Stated exercise | Convert every line of the material below into a JSON list of strings, one string per line, and leave out any blank lines.
+++ Data supplied
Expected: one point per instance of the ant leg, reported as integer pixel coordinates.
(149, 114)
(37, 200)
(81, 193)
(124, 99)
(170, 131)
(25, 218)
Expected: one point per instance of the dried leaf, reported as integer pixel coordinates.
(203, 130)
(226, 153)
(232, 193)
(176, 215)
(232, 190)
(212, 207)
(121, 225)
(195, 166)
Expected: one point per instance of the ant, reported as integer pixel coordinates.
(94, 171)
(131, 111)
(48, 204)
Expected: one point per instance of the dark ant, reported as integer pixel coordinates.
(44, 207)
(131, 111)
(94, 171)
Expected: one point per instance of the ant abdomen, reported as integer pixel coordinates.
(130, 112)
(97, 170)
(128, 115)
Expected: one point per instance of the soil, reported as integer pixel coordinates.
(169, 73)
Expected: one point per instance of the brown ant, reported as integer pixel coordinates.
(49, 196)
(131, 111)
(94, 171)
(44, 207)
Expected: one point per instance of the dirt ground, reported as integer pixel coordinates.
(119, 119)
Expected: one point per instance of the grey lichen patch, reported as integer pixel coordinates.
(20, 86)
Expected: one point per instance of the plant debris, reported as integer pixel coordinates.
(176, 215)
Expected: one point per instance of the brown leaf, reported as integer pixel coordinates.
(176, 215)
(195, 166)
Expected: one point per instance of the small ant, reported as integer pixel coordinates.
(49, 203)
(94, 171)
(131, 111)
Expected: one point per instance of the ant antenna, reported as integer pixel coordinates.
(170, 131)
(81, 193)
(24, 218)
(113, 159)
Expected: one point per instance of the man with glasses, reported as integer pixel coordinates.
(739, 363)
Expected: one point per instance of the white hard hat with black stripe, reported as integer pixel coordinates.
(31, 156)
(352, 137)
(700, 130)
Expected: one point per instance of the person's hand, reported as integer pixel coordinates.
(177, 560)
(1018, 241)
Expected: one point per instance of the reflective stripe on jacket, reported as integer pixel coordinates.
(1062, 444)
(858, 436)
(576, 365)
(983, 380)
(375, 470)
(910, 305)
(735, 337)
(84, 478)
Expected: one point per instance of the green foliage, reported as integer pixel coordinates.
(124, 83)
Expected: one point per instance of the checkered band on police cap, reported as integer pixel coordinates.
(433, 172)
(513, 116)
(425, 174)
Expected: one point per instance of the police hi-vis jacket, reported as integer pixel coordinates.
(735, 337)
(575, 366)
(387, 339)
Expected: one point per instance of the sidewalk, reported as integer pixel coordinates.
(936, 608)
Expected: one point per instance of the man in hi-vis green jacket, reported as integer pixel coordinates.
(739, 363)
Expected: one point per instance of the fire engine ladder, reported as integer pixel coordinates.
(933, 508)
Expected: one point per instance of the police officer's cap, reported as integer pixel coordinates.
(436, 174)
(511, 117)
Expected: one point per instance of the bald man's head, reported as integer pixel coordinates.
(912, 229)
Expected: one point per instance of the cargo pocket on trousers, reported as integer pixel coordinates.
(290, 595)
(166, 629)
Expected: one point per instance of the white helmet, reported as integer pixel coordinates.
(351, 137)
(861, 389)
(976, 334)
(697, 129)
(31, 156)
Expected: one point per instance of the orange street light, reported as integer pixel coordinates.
++++++
Reply |
[
  "Expected: one point per instance of the ant leg, reported as integer pixel coordinates.",
  "(149, 114)",
  "(37, 200)",
  "(81, 193)",
  "(124, 99)",
  "(170, 131)",
  "(25, 218)",
  "Expected: one point per instance of the dried leaf, reported as integer pixel coordinates.",
  "(203, 130)",
  "(226, 153)",
  "(232, 193)",
  "(176, 215)",
  "(232, 190)",
  "(212, 207)",
  "(121, 225)",
  "(195, 166)",
  "Expected: one point per instance of the ant, reported as integer pixel coordinates.",
  "(94, 171)",
  "(131, 111)",
  "(48, 204)",
  "Expected: one point per instance of the dark ant, reported as integer pixel coordinates.",
  "(44, 207)",
  "(131, 111)",
  "(94, 171)",
  "Expected: one point per instance of the ant abdomen, reported as integer pixel coordinates.",
  "(130, 112)",
  "(97, 170)",
  "(128, 115)",
  "Expected: one point per instance of the soil, reported as integer pixel coordinates.",
  "(169, 73)",
  "Expected: one point per instance of the brown ant, reported as integer pixel coordinates.",
  "(49, 196)",
  "(131, 111)",
  "(94, 171)",
  "(44, 207)",
  "Expected: one point per instance of the dirt ground, reported as integer pixel coordinates.",
  "(119, 119)",
  "Expected: one point per instance of the grey lichen patch, reported as integer pixel coordinates.",
  "(20, 86)",
  "Expected: one point per instance of the plant debris, reported as integer pixel coordinates.",
  "(176, 215)",
  "Expected: one point per instance of the brown leaf, reported as integer pixel coordinates.",
  "(176, 215)",
  "(195, 166)",
  "Expected: one point per instance of the small ant, reported as integer pixel coordinates.",
  "(49, 203)",
  "(94, 171)",
  "(131, 111)",
  "Expected: one point per instance of the ant antenna, reported as integer pixel coordinates.",
  "(170, 131)",
  "(81, 193)",
  "(24, 218)",
  "(113, 159)",
  "Expected: one point per instance of the man with glasses, reported as integer pixel coordinates.",
  "(739, 363)",
  "Expected: one point per instance of the white hard hat with black stripe, reported as integer pixel coordinates.",
  "(31, 156)",
  "(352, 137)",
  "(700, 130)",
  "Expected: one point per instance of the person's hand, reported as integer pixel coordinates.",
  "(177, 560)",
  "(1018, 241)",
  "Expected: one point per instance of the reflective stripe on jacket, reported as integer pixel coordinates.",
  "(1062, 444)",
  "(858, 436)",
  "(576, 365)",
  "(983, 380)",
  "(375, 470)",
  "(910, 305)",
  "(735, 337)",
  "(84, 478)",
  "Expected: one point per instance of the green foliage, reported as integer pixel coordinates.",
  "(124, 83)",
  "Expected: one point per instance of the checkered band on police cap, reported as integer pixel coordinates.",
  "(433, 172)",
  "(513, 116)",
  "(425, 174)",
  "Expected: one point per instance of the police hi-vis jacket, reported as integer pixel coordinates.",
  "(735, 337)",
  "(575, 366)",
  "(387, 339)",
  "Expected: one point per instance of the sidewalk, reported as integer pixel coordinates.",
  "(936, 608)",
  "Expected: one point per instance of the man in hi-vis green jacket, reported as integer pixel coordinates.",
  "(739, 363)",
  "Expected: one point per instance of the fire engine ladder, reported as integer pixel coordinates.",
  "(933, 508)",
  "Expected: one point per instance of the police officer's cap, reported as integer pixel coordinates.",
  "(436, 174)",
  "(511, 117)",
  "Expected: one point per instance of the bald man's head, reported as integer pixel coordinates.",
  "(912, 229)",
  "Expected: one point per instance of the cargo pocket on trousers, reported as integer pixel coordinates.",
  "(290, 595)",
  "(166, 629)",
  "Expected: one point per instance of the white helmet, reported as integer pixel coordinates.",
  "(351, 137)",
  "(861, 389)",
  "(976, 334)",
  "(697, 129)",
  "(31, 156)",
  "Expected: one point per instance of the orange street light, reported as integer pixel coordinates."
]